Dataset records
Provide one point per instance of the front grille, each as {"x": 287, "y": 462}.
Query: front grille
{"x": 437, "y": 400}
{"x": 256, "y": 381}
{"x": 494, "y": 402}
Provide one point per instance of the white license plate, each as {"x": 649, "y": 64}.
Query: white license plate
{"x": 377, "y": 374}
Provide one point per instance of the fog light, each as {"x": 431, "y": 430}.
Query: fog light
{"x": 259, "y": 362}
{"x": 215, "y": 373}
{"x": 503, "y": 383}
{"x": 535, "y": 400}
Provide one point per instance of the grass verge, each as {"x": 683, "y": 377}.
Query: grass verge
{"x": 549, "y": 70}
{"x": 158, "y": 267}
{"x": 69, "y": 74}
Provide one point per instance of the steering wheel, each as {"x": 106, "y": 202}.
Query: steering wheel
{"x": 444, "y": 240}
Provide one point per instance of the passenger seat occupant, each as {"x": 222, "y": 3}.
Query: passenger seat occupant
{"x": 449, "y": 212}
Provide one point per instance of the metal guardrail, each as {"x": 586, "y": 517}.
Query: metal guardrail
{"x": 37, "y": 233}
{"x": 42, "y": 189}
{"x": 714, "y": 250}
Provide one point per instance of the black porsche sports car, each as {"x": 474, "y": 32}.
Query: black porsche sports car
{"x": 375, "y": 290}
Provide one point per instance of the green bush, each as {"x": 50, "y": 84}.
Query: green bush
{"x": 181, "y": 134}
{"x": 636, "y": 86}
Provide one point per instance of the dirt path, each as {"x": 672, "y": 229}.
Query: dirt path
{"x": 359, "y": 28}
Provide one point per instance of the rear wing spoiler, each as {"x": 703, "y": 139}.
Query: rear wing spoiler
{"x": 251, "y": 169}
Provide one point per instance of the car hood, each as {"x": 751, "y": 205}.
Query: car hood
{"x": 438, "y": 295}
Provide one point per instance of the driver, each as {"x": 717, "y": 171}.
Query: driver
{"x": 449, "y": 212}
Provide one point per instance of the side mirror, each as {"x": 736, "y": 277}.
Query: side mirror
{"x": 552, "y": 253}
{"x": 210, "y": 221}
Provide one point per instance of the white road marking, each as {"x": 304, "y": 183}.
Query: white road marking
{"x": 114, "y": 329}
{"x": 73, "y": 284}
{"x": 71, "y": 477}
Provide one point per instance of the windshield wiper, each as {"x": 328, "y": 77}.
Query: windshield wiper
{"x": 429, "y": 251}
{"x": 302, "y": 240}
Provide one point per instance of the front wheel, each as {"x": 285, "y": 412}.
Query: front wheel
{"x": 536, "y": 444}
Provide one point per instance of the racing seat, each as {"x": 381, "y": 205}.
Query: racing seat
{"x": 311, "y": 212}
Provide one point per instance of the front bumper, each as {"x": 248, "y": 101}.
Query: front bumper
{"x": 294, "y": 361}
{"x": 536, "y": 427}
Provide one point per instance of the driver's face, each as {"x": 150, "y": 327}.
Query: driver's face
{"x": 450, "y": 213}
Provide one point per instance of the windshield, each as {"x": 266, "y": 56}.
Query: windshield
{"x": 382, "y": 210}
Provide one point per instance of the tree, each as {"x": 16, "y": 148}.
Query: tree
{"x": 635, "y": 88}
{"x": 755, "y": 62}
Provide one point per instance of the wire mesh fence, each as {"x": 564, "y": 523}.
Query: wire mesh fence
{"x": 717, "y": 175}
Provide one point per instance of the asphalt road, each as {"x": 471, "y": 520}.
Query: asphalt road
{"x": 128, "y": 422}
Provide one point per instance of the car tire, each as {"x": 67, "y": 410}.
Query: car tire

_BRIEF_. Retype the entries word for word.

_TASK ANSWER_.
Provide one point per instance of the front grille, each as {"x": 287, "y": 462}.
Query: front grille
{"x": 437, "y": 400}
{"x": 256, "y": 381}
{"x": 494, "y": 402}
Provide one point per instance of the white license plate, each as {"x": 649, "y": 64}.
Query: white license plate
{"x": 377, "y": 374}
Provide one point per instance of the fog light, each as {"x": 431, "y": 430}.
Query: fog light
{"x": 259, "y": 362}
{"x": 215, "y": 373}
{"x": 503, "y": 383}
{"x": 535, "y": 400}
Provide one point per instance of the grass verge, each as {"x": 683, "y": 377}.
Query: grass verge
{"x": 549, "y": 70}
{"x": 158, "y": 267}
{"x": 69, "y": 74}
Provide one point per instance of the steering wheel, each as {"x": 106, "y": 202}.
Query: steering wheel
{"x": 444, "y": 240}
Provide one point per instance of the passenger seat occupant, each as {"x": 222, "y": 3}.
Query: passenger seat occupant
{"x": 449, "y": 212}
Provide one point per instance of the metal guardrail, each as {"x": 586, "y": 517}.
Query: metal guardrail
{"x": 37, "y": 233}
{"x": 42, "y": 189}
{"x": 714, "y": 250}
Provide one point per instance of the black porsche sports car, each as {"x": 474, "y": 32}.
Query: black porsche sports car
{"x": 375, "y": 290}
Provide one point per instance of the green bush, each as {"x": 50, "y": 84}.
Query: green bush
{"x": 181, "y": 134}
{"x": 636, "y": 86}
Provide one point per instance of the dirt path, each as {"x": 672, "y": 229}.
Query: dirt path
{"x": 359, "y": 28}
Provide one point per instance of the rear wing spoiler, each as {"x": 703, "y": 139}.
Query: rear wing spoiler
{"x": 251, "y": 169}
Provide one point per instance of the car hood, each as {"x": 751, "y": 205}.
Query: car hood
{"x": 438, "y": 295}
Provide one point per instance of the driver, each as {"x": 717, "y": 171}.
Query: driver
{"x": 449, "y": 212}
Provide one point per instance of the side mirror, each as {"x": 736, "y": 277}.
Query: side mirror
{"x": 552, "y": 253}
{"x": 210, "y": 221}
Provide one point per instance of the white road marking, each as {"x": 304, "y": 183}.
Query: white road marking
{"x": 114, "y": 329}
{"x": 73, "y": 284}
{"x": 71, "y": 477}
Provide one point per instance of the windshield wiper, each as {"x": 328, "y": 77}.
Query: windshield wiper
{"x": 429, "y": 251}
{"x": 302, "y": 240}
Provide one point per instance of the front wheel, each as {"x": 285, "y": 412}.
Query: front wheel
{"x": 536, "y": 444}
Provide one point per instance of the racing seat, each as {"x": 381, "y": 205}.
Query: racing seat
{"x": 311, "y": 212}
Provide one point per instance of the front bumper, each as {"x": 248, "y": 101}.
Query: front bumper
{"x": 294, "y": 361}
{"x": 536, "y": 427}
Provide one point per instance of the driver's face, each as {"x": 150, "y": 327}.
Query: driver's face
{"x": 450, "y": 213}
Provide one point per instance of the windshield, each as {"x": 266, "y": 56}.
Query: windshield
{"x": 382, "y": 210}
Provide one point per instance of the tree, each as {"x": 16, "y": 148}.
Query: tree
{"x": 635, "y": 88}
{"x": 755, "y": 62}
Provide one point per instance of the wire mesh fence, each as {"x": 564, "y": 523}.
Query: wire mesh fence
{"x": 717, "y": 175}
Provide one point per instance of the asphalt road, each as {"x": 471, "y": 520}.
Query: asphalt road
{"x": 128, "y": 422}
Provide one point per instance of the car tire, each as {"x": 67, "y": 410}.
Query: car tire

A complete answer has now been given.